→ GIVEN DATA
------
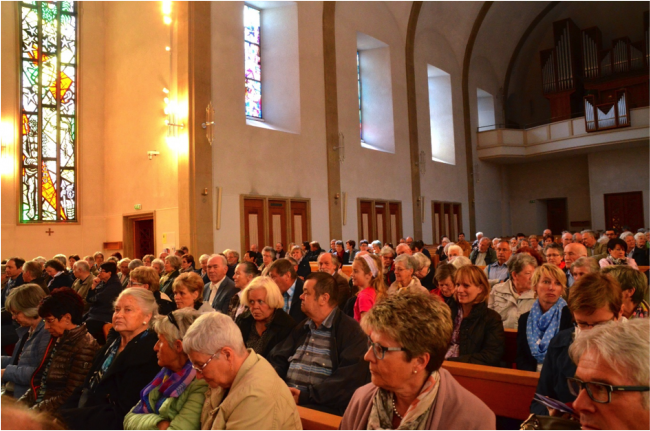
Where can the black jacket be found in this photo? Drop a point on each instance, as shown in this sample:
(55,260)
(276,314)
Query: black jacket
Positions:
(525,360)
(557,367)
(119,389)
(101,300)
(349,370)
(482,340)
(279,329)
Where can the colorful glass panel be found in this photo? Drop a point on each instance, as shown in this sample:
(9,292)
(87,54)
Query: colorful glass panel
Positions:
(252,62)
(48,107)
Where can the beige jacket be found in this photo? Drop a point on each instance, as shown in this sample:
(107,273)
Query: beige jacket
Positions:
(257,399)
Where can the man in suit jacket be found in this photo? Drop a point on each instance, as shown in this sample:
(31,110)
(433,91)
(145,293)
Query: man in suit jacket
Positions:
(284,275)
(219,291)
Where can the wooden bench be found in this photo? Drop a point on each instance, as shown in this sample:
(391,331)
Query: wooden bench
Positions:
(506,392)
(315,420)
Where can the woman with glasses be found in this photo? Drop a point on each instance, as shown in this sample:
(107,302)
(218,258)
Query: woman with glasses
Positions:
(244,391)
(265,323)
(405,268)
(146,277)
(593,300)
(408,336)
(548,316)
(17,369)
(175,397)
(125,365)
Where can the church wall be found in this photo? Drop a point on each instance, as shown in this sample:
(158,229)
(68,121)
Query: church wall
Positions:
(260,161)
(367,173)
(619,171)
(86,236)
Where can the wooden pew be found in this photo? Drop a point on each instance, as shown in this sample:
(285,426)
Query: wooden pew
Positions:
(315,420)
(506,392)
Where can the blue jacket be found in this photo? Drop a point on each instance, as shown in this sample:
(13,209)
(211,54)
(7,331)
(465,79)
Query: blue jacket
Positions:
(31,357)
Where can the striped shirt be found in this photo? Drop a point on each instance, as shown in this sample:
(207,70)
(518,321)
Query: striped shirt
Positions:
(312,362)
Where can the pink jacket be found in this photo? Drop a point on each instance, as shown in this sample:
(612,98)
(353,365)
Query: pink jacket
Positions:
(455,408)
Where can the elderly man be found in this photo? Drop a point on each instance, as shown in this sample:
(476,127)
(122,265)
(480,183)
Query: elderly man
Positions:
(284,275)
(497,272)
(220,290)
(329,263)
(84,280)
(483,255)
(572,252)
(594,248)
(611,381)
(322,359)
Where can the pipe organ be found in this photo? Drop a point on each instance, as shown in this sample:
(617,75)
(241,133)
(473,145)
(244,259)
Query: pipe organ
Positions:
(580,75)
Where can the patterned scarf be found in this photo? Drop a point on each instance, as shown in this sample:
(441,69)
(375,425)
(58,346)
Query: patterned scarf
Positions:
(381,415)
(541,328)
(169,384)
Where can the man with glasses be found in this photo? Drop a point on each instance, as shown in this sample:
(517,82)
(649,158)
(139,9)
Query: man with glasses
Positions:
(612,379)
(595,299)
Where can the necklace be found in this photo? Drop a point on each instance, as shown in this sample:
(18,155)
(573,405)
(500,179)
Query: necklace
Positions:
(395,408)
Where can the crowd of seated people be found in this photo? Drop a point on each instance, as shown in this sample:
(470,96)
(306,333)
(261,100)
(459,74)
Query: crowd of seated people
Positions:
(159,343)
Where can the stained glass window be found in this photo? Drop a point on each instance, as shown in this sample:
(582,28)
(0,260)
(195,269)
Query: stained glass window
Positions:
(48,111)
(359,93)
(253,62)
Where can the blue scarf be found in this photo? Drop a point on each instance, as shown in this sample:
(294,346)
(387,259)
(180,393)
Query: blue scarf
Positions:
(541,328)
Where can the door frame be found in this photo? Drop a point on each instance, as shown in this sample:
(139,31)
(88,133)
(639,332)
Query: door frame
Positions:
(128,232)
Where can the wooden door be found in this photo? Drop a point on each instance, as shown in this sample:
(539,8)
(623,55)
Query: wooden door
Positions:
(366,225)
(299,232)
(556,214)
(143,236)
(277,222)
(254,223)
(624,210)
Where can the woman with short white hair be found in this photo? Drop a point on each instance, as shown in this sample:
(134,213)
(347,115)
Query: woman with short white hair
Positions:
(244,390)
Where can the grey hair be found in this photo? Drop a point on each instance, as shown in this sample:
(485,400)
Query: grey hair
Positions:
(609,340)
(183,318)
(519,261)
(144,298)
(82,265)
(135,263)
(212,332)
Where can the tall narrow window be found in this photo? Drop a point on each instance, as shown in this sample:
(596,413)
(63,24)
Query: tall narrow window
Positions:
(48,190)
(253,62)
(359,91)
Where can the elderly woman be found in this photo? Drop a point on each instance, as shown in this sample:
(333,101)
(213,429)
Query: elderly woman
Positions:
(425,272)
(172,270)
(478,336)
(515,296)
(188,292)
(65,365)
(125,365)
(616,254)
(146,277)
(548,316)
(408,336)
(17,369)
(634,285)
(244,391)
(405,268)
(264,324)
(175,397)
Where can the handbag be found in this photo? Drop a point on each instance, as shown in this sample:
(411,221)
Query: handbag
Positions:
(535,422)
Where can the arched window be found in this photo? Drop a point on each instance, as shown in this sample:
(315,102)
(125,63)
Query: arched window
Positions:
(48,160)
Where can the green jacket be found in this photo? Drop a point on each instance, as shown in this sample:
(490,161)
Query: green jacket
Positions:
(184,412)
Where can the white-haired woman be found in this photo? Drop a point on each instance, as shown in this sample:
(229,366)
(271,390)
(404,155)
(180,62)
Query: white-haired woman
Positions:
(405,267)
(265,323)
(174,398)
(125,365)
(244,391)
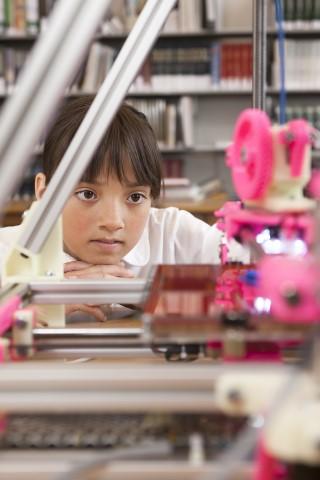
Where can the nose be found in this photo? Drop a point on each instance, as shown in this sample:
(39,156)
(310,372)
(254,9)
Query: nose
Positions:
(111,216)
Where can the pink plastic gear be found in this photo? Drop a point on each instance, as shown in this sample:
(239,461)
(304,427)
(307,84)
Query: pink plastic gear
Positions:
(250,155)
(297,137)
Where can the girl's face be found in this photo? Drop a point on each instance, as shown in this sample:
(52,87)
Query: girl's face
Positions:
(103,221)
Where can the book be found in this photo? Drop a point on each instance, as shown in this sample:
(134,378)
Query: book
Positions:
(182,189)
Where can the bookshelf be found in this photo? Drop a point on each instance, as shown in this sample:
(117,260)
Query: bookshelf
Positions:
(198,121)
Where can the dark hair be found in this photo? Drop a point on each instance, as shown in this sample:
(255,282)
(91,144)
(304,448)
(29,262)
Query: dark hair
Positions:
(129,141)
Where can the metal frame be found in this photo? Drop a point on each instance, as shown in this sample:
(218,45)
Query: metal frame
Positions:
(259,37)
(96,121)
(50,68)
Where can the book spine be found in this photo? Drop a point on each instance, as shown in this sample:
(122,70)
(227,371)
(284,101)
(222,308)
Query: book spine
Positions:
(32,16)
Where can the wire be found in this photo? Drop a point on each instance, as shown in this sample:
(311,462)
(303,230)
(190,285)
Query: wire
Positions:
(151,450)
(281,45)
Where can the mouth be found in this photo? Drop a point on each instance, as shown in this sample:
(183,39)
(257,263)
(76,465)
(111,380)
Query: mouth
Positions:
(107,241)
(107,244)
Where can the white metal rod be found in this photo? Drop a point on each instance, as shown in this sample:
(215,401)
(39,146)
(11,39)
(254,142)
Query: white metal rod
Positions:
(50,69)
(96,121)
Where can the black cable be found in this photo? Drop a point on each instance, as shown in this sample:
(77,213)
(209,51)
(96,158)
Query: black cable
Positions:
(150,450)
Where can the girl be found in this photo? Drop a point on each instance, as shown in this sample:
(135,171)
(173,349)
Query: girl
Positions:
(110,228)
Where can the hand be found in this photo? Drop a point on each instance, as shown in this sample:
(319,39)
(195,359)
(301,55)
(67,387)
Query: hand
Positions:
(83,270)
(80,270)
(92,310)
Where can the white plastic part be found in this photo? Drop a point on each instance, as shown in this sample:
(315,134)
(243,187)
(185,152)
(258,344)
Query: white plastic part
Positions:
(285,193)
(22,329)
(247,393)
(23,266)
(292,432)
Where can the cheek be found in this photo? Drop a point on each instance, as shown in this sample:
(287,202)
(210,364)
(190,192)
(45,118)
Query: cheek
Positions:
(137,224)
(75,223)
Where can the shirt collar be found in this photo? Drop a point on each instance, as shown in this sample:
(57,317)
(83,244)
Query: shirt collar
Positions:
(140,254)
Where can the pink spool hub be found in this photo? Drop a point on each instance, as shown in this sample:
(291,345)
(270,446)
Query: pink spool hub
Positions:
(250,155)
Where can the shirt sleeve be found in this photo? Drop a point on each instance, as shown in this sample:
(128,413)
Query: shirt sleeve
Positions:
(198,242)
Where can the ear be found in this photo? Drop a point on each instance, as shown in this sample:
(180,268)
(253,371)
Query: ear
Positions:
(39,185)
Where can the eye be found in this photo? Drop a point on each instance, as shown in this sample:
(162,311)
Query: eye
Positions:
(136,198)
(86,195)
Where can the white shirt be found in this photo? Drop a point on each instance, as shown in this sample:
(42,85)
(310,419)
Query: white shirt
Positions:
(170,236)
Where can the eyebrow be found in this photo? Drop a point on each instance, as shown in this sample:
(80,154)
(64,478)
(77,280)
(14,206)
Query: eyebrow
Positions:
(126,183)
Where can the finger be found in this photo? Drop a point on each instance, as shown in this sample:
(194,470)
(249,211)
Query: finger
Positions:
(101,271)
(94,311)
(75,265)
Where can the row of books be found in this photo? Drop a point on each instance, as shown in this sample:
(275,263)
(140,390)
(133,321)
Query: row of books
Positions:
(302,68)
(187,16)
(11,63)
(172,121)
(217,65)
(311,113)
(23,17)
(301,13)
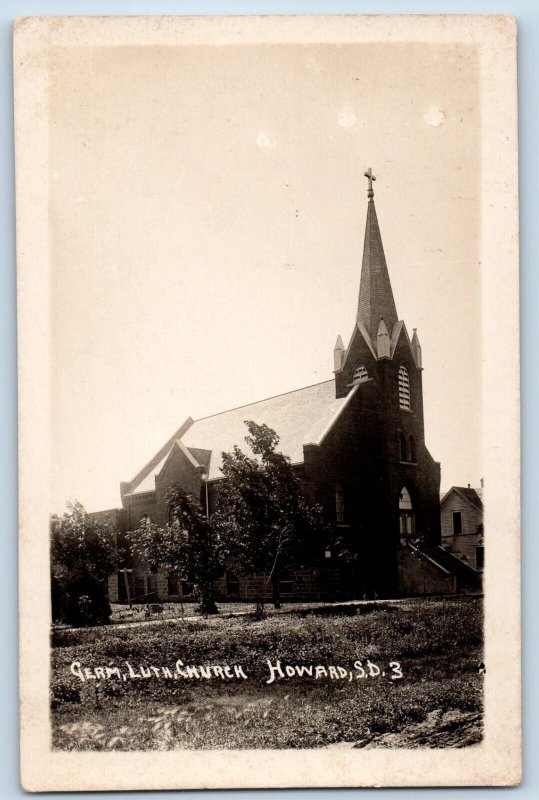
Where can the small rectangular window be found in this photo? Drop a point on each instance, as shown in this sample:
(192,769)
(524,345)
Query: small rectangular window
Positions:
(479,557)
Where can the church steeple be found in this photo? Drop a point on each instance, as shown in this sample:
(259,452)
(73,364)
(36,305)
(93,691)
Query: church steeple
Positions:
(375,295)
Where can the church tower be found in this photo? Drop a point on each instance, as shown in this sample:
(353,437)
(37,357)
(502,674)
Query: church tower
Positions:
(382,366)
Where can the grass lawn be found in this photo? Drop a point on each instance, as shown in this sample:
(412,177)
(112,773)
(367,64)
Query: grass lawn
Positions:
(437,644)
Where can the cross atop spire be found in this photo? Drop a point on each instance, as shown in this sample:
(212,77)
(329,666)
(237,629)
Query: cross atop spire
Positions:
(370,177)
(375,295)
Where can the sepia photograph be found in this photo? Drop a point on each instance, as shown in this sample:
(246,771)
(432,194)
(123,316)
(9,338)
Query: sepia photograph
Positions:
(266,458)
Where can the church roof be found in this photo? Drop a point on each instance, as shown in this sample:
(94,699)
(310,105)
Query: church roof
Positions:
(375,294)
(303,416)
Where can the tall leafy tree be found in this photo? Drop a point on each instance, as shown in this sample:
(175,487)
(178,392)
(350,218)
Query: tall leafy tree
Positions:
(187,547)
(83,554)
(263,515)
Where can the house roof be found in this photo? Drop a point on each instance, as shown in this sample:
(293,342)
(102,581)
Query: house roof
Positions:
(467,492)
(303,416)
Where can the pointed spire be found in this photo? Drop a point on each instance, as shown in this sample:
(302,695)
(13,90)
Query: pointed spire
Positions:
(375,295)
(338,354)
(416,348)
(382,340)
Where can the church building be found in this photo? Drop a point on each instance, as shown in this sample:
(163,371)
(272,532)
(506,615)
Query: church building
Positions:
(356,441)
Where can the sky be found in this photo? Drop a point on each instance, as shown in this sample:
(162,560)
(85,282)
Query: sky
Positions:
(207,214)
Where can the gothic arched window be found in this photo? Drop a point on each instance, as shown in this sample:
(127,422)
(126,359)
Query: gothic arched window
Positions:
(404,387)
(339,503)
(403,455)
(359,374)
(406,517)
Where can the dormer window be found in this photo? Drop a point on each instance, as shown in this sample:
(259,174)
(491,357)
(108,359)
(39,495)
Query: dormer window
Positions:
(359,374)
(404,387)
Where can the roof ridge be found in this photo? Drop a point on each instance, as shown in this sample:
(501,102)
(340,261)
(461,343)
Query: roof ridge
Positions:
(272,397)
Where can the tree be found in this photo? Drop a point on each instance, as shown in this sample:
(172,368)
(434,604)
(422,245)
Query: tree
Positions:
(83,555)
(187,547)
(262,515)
------
→ EXERCISE REQUIREMENTS
Copy out nothing but the lines from the beginning of the records through the one that contains "Query: man in suit jacket". Skip the pictures.

→ ANSWER FOR THIS EXERCISE
Where can the black jacket be found in this photo? Drop a point on each instance, as shown in this sample:
(55,260)
(276,314)
Query: black jacket
Positions:
(525,360)
(557,367)
(119,389)
(101,300)
(349,370)
(482,340)
(279,329)
Where can the colorful glass panel be found in this photo? Drop a point on each instance, as shown in this sample:
(9,292)
(87,54)
Query: colorful glass panel
Positions:
(252,62)
(48,107)
Where can the beige jacket be found in this photo? Drop a point on each instance, as shown in this sample:
(107,273)
Query: beige jacket
Positions:
(257,399)
Where can the man in suit jacket be found in this photo? Drop a point on each instance, as shown in this sample:
(31,110)
(433,91)
(145,293)
Query: man in suit jacket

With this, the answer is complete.